▸ **EXERCISE**: The answer is every line of the records that holds the word "arch", copied in full.

▸ **THE RECORDS**:
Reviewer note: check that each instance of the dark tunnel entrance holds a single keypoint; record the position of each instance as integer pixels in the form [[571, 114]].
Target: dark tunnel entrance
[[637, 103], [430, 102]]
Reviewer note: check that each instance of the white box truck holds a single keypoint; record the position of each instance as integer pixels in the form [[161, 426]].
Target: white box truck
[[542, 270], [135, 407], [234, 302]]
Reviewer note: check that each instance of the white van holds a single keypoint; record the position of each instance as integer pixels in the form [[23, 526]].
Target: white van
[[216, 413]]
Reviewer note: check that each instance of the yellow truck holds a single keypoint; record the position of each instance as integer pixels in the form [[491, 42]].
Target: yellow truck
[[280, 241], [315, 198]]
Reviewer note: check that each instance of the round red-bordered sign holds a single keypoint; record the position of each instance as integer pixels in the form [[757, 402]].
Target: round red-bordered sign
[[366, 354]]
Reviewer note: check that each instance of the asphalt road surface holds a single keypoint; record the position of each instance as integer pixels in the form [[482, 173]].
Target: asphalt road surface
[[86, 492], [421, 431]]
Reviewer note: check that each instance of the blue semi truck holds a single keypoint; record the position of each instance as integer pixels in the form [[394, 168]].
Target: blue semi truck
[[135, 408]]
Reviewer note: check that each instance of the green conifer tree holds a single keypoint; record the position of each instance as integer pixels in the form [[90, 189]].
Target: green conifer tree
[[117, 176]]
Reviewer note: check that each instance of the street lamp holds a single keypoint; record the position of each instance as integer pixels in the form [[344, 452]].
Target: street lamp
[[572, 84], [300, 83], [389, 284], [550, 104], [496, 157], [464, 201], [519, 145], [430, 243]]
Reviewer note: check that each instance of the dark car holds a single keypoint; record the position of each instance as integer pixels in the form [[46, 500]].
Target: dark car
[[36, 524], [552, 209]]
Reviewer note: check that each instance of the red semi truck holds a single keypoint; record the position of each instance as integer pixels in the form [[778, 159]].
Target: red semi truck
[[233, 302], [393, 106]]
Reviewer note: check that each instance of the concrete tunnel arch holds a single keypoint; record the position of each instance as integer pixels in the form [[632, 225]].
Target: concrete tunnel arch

▸ **EXERCISE OUTPUT**:
Reviewer note: check that each instance of the concrete tunnel arch holds a single keypoint; record the position of each instance as integer pixels in the form [[632, 225]].
Target: concrete tunnel arch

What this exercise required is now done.